▸ Il tuo compito
Per favore, trascrivi dal testo sui Boston Bruins il passo da "Certo, anche i" a "delle balaustre laterali.".
== Testo di studio
Cam Neely è stato il prototipo del Power Forward moderno
Se Long Island è stata la culla di due delle operazioni di mercato meno riuscite dell'ultimo mezzo secolo, la splendida Boston, città dai chiari tratti europei situata circa 350 chilometri più a nord sulla costa atlantica, ha prodotto uno dei colpi più a senso unico della storia.
Tra la fine degli anni Sessanta e l'inizio degli Ottanta, i Boston Bruins erano soprannominati Big Bad Bruins. In campionato rivaleggiavano con i Broad Street Bullies di Philadelphia, e non certo a suon di complimenti reciproci, anche se sarebbe sbagliato porli sullo stesso piano degli "orchi" della Pennsylvania. Il loro nomignolo era dovuto a una straordinaria intensità di gioco, a un fore-checking asfissiante che portava ogni azione a concludersi con una carica alla balaustra. Gli avversari venivano presi per sfinimento.
Certo, anche i Big Bad Bruins avevano le loro derive violente, come il 23 dicembre 1979 al Madison Square Garden di New York. Alla sirena finale di una partita che aveva visto gli ospiti imporsi per 4 a 3, Al Secord, rude ala sinistra dei Bruins, colpisce a tradimento Ulf Nilsson, reo di avergli riservato lo stesso trattamento durante l'incontro. Come è facile immaginare, ne nasce una mischia furibonda a ridosso delle balaustre laterali.
Mentre i giocatori si spiegano a modo loro sul ghiaccio, un tifoso dei Rangers si sporge da sopra il plexiglass, colpisce Stan Jonathan con un giornale arrotolato e gli sfila il bastone dai guantoni. La storia potrebbe finire lì, ma Terry O'Reilly, che alla fine di quella stagione avrebbe collezionato ventidue risse, record personale, non è d'accordo. Scavalca il vetro e rincorre il tifoso sugli spalti, presto seguito da tutti i suoi compagni, tranne Gerry Cheevers, il portiere, che era già negli spogliatoi. E giù botte.
Sei anni dopo, al termine della stagione 1984-85, la dirigenza di Boston è alla ricerca dell'erede dello stesso Terry O'Reilly, che aveva deciso di chiudere la carriera. Serve un marcantonio da piazzare nel cuore del terzo avversario, che sappia avanzare come una ruspa e, perché no, garantire un buon bottino di reti.
====
== Estratto del dataset
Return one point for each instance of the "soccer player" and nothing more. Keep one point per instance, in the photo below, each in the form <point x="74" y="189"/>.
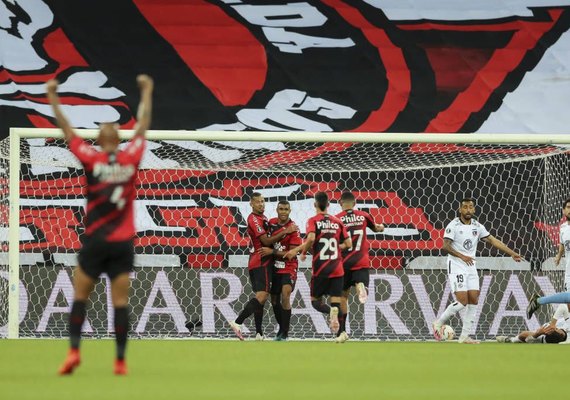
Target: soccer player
<point x="356" y="259"/>
<point x="460" y="242"/>
<point x="259" y="266"/>
<point x="284" y="271"/>
<point x="553" y="332"/>
<point x="564" y="247"/>
<point x="108" y="239"/>
<point x="326" y="237"/>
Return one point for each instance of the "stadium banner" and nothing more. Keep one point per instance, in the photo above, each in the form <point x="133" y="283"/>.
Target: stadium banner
<point x="401" y="306"/>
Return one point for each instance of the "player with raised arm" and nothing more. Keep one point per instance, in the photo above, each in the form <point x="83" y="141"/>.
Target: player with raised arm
<point x="553" y="332"/>
<point x="326" y="237"/>
<point x="284" y="271"/>
<point x="108" y="239"/>
<point x="356" y="260"/>
<point x="563" y="250"/>
<point x="259" y="266"/>
<point x="460" y="242"/>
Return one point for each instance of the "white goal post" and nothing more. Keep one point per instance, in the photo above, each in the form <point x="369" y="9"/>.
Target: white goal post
<point x="193" y="199"/>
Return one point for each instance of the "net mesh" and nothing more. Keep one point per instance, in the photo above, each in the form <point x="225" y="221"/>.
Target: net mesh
<point x="192" y="246"/>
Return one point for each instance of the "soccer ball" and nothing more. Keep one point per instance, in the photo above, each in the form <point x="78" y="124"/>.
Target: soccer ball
<point x="447" y="332"/>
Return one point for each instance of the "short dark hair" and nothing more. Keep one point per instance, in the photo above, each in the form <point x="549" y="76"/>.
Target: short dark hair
<point x="322" y="200"/>
<point x="467" y="200"/>
<point x="347" y="196"/>
<point x="555" y="337"/>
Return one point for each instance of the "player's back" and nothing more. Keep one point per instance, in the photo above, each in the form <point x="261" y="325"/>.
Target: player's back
<point x="329" y="234"/>
<point x="356" y="223"/>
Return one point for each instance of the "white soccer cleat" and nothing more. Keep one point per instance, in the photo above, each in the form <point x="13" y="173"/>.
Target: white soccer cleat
<point x="237" y="329"/>
<point x="503" y="339"/>
<point x="343" y="337"/>
<point x="467" y="340"/>
<point x="333" y="319"/>
<point x="362" y="292"/>
<point x="437" y="330"/>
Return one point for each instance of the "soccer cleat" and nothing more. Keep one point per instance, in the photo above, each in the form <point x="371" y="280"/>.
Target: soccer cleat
<point x="467" y="340"/>
<point x="71" y="362"/>
<point x="437" y="331"/>
<point x="120" y="367"/>
<point x="362" y="293"/>
<point x="237" y="329"/>
<point x="532" y="306"/>
<point x="333" y="319"/>
<point x="343" y="337"/>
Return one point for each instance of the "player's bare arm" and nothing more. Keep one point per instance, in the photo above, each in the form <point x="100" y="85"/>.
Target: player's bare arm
<point x="53" y="98"/>
<point x="302" y="248"/>
<point x="144" y="113"/>
<point x="493" y="241"/>
<point x="449" y="249"/>
<point x="559" y="255"/>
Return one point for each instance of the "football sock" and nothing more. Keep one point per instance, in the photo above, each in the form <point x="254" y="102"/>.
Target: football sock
<point x="258" y="317"/>
<point x="278" y="311"/>
<point x="121" y="330"/>
<point x="468" y="319"/>
<point x="320" y="306"/>
<point x="76" y="318"/>
<point x="451" y="310"/>
<point x="250" y="307"/>
<point x="560" y="298"/>
<point x="286" y="319"/>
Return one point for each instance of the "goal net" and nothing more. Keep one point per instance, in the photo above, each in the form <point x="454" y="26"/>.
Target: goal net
<point x="192" y="247"/>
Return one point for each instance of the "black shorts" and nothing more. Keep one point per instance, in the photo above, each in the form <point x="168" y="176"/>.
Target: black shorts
<point x="321" y="286"/>
<point x="351" y="278"/>
<point x="260" y="279"/>
<point x="279" y="280"/>
<point x="113" y="258"/>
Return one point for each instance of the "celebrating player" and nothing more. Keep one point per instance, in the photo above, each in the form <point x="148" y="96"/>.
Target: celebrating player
<point x="327" y="237"/>
<point x="107" y="243"/>
<point x="553" y="332"/>
<point x="259" y="266"/>
<point x="460" y="242"/>
<point x="284" y="271"/>
<point x="356" y="259"/>
<point x="564" y="247"/>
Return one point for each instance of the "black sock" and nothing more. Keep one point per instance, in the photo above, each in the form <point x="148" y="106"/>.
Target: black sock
<point x="250" y="307"/>
<point x="286" y="318"/>
<point x="121" y="330"/>
<point x="278" y="311"/>
<point x="258" y="317"/>
<point x="320" y="306"/>
<point x="76" y="318"/>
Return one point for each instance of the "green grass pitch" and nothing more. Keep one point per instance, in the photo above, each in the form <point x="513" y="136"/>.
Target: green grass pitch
<point x="194" y="369"/>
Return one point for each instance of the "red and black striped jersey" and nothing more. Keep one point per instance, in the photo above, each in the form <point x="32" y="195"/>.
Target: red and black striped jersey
<point x="257" y="225"/>
<point x="356" y="222"/>
<point x="292" y="240"/>
<point x="111" y="188"/>
<point x="329" y="234"/>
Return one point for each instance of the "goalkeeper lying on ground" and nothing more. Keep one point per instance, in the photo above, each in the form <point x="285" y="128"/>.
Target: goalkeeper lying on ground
<point x="553" y="332"/>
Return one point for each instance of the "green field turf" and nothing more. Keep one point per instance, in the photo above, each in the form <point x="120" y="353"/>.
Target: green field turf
<point x="190" y="369"/>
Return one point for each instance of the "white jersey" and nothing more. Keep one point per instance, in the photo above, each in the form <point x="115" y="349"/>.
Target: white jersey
<point x="465" y="239"/>
<point x="565" y="241"/>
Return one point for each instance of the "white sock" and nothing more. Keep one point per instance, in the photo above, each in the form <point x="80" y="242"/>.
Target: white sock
<point x="468" y="319"/>
<point x="450" y="311"/>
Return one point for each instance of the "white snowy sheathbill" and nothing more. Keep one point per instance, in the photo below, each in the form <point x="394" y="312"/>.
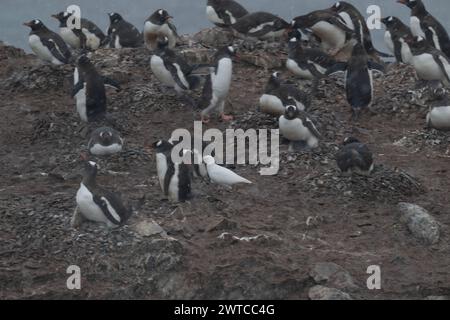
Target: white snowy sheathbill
<point x="97" y="204"/>
<point x="221" y="175"/>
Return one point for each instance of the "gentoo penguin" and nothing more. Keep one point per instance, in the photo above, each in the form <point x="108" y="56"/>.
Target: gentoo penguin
<point x="328" y="27"/>
<point x="354" y="157"/>
<point x="157" y="26"/>
<point x="439" y="118"/>
<point x="224" y="13"/>
<point x="278" y="95"/>
<point x="172" y="70"/>
<point x="89" y="90"/>
<point x="358" y="78"/>
<point x="122" y="34"/>
<point x="97" y="204"/>
<point x="46" y="44"/>
<point x="217" y="85"/>
<point x="105" y="141"/>
<point x="174" y="178"/>
<point x="222" y="176"/>
<point x="430" y="63"/>
<point x="261" y="25"/>
<point x="355" y="21"/>
<point x="306" y="63"/>
<point x="88" y="37"/>
<point x="296" y="127"/>
<point x="395" y="38"/>
<point x="424" y="25"/>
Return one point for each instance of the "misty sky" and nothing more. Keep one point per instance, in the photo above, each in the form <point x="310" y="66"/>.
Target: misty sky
<point x="189" y="14"/>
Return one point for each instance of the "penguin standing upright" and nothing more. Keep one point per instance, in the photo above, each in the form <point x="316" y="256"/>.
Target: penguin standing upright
<point x="358" y="79"/>
<point x="356" y="22"/>
<point x="424" y="25"/>
<point x="224" y="13"/>
<point x="261" y="25"/>
<point x="174" y="178"/>
<point x="123" y="34"/>
<point x="46" y="44"/>
<point x="95" y="203"/>
<point x="89" y="36"/>
<point x="298" y="128"/>
<point x="278" y="95"/>
<point x="217" y="85"/>
<point x="158" y="26"/>
<point x="395" y="38"/>
<point x="430" y="63"/>
<point x="89" y="91"/>
<point x="328" y="27"/>
<point x="306" y="63"/>
<point x="355" y="157"/>
<point x="172" y="70"/>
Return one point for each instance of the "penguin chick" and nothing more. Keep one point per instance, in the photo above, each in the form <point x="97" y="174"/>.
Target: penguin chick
<point x="296" y="127"/>
<point x="355" y="157"/>
<point x="222" y="176"/>
<point x="105" y="141"/>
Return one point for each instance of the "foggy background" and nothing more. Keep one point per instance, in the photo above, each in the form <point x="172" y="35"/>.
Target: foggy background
<point x="189" y="15"/>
====
▸ Risposta
Certo, anche i Big Bad Bruins avevano le loro derive violente, come il 23 dicembre 1979 al Madison Square Garden di New York. Alla sirena finale di una partita che aveva visto gli ospiti imporsi per 4 a 3, Al Secord, rude ala sinistra dei Bruins, colpisce a tradimento Ulf Nilsson, reo di avergli riservato lo stesso trattamento durante l'incontro. Come è facile immaginare, ne nasce una mischia furibonda a ridosso delle balaustre laterali.